Segment Start: TEXT PASSAGE
The Part of the Build Nobody Talks About
Introduction
At the start of the week, the plan sounded simple: test the remaining options, compare the outputs, and figure out which tools were worth building around. What actually happened was less about finding the most impressive demo and more about figuring out which tools could survive real agency work — client brand rules, logo constraints, tone, layout requirements, and output that someone actually has to edit and sign off on. That is a harder test than most demos are designed for.
The biggest shift wasn’t about which tool won. It was realising that intake isn’t a setup step before the work begins. For AI workflows, intake is part of the actual system.
The tools aren’t doing the same thing — and one of them was mostly hype
The website tool evaluation started with three options and ended with one. Stitch was the most disappointing. The demos looked promising — quick site concepts, clean visual output, useful as a starting point. In practice it kept inventing brand names, dropped logos or replaced them with unrelated icons, and produced designs with no real hierarchy. A law firm and a streetwear brand came out looking nearly identical, just in different colours. Rather than saving time, it created correction work before the output could even be properly evaluated. One thing we learned quickly is that a tool being backed by a major company doesn’t automatically make it production-ready. Google Labs is an environment for experimentation, and Stitch felt exactly like that
The Claude pipeline we were already building held up. Clean HTML, responsive layouts, consistent design systems across pages. But the most important thing wasn’t the model — it was how directly the output reflected the brief. Detailed intake produced sites that felt intentional. Vague intake produced something generic. Claude wasn’t guessing. It was responding to exactly what it was given.
On the image side, the same lesson arrived faster and louder.
The image pipeline has been running long enough to fail in interesting ways, which has been more useful than looking at the clean wins. Some models were ruled out quickly. Others were clearly stronger at following visual references and preserving brand direction. But the bigger finding was that brand consistency isn’t only a model problem — it’s an intake problem first.
Segment End: TEXT PASSAGE
Segment Start: EXERCISE DATA
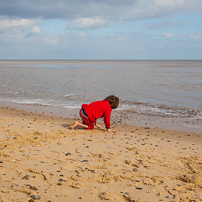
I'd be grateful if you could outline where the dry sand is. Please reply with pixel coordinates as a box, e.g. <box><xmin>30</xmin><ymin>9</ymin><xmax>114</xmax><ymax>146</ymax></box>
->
<box><xmin>0</xmin><ymin>107</ymin><xmax>202</xmax><ymax>202</ymax></box>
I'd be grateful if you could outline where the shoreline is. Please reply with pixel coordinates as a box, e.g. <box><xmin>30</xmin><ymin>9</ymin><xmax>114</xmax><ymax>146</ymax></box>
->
<box><xmin>0</xmin><ymin>103</ymin><xmax>202</xmax><ymax>202</ymax></box>
<box><xmin>0</xmin><ymin>101</ymin><xmax>202</xmax><ymax>135</ymax></box>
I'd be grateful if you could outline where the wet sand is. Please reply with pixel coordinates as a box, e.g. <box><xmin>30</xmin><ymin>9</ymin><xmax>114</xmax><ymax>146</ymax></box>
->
<box><xmin>0</xmin><ymin>107</ymin><xmax>202</xmax><ymax>202</ymax></box>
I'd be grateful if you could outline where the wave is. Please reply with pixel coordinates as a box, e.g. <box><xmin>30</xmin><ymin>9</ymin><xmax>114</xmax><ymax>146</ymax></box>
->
<box><xmin>118</xmin><ymin>100</ymin><xmax>202</xmax><ymax>119</ymax></box>
<box><xmin>0</xmin><ymin>96</ymin><xmax>202</xmax><ymax>119</ymax></box>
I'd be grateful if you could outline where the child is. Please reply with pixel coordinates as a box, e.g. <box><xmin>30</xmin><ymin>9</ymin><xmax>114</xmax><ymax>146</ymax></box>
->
<box><xmin>70</xmin><ymin>95</ymin><xmax>119</xmax><ymax>132</ymax></box>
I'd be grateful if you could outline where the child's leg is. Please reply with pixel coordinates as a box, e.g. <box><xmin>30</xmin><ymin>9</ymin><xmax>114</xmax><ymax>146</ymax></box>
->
<box><xmin>69</xmin><ymin>121</ymin><xmax>88</xmax><ymax>129</ymax></box>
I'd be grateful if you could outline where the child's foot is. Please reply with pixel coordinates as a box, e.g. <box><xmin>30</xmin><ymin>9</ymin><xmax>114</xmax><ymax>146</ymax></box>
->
<box><xmin>69</xmin><ymin>121</ymin><xmax>78</xmax><ymax>130</ymax></box>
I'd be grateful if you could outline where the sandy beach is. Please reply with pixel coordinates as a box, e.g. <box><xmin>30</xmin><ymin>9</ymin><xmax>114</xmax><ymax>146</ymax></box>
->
<box><xmin>0</xmin><ymin>107</ymin><xmax>202</xmax><ymax>202</ymax></box>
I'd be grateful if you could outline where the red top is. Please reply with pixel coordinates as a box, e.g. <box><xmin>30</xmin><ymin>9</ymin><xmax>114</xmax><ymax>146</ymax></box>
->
<box><xmin>82</xmin><ymin>100</ymin><xmax>112</xmax><ymax>128</ymax></box>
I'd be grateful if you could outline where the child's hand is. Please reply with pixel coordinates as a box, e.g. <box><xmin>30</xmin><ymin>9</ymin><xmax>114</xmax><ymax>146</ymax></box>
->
<box><xmin>107</xmin><ymin>128</ymin><xmax>115</xmax><ymax>132</ymax></box>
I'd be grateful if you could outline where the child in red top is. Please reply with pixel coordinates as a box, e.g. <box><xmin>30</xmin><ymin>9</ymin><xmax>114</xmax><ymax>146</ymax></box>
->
<box><xmin>70</xmin><ymin>95</ymin><xmax>119</xmax><ymax>132</ymax></box>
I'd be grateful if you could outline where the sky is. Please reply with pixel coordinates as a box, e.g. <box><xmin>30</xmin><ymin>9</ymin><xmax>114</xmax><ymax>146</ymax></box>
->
<box><xmin>0</xmin><ymin>0</ymin><xmax>202</xmax><ymax>60</ymax></box>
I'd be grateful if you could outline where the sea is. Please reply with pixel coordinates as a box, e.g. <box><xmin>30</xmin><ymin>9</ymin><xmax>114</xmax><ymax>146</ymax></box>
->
<box><xmin>0</xmin><ymin>60</ymin><xmax>202</xmax><ymax>134</ymax></box>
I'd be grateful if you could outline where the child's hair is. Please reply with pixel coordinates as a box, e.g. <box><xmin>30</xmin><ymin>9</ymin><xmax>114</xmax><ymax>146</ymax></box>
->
<box><xmin>105</xmin><ymin>95</ymin><xmax>119</xmax><ymax>109</ymax></box>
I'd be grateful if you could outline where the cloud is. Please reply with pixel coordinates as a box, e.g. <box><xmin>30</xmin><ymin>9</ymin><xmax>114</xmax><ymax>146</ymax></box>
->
<box><xmin>164</xmin><ymin>32</ymin><xmax>202</xmax><ymax>40</ymax></box>
<box><xmin>0</xmin><ymin>0</ymin><xmax>202</xmax><ymax>23</ymax></box>
<box><xmin>68</xmin><ymin>17</ymin><xmax>108</xmax><ymax>30</ymax></box>
<box><xmin>0</xmin><ymin>18</ymin><xmax>35</xmax><ymax>32</ymax></box>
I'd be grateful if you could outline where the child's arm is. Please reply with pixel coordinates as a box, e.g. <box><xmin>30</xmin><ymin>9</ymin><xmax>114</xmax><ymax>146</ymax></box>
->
<box><xmin>107</xmin><ymin>128</ymin><xmax>115</xmax><ymax>132</ymax></box>
<box><xmin>95</xmin><ymin>120</ymin><xmax>101</xmax><ymax>129</ymax></box>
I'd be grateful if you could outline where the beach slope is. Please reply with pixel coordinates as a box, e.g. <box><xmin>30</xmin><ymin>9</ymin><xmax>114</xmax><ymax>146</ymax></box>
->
<box><xmin>0</xmin><ymin>107</ymin><xmax>202</xmax><ymax>202</ymax></box>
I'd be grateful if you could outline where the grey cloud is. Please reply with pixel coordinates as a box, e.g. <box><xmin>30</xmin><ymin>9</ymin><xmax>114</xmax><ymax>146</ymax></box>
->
<box><xmin>0</xmin><ymin>0</ymin><xmax>202</xmax><ymax>21</ymax></box>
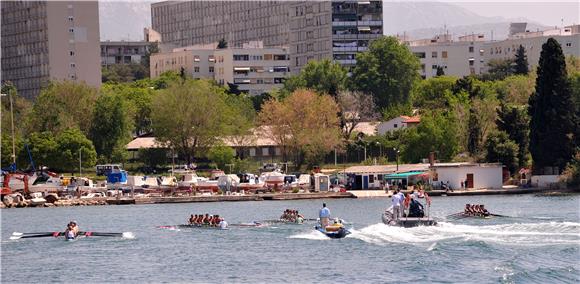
Segment End: EXERCISE DATA
In the text about testing AI tools for agency work, which website tool does the author call the most disappointing?

## SOLVED EXERCISE
Stitch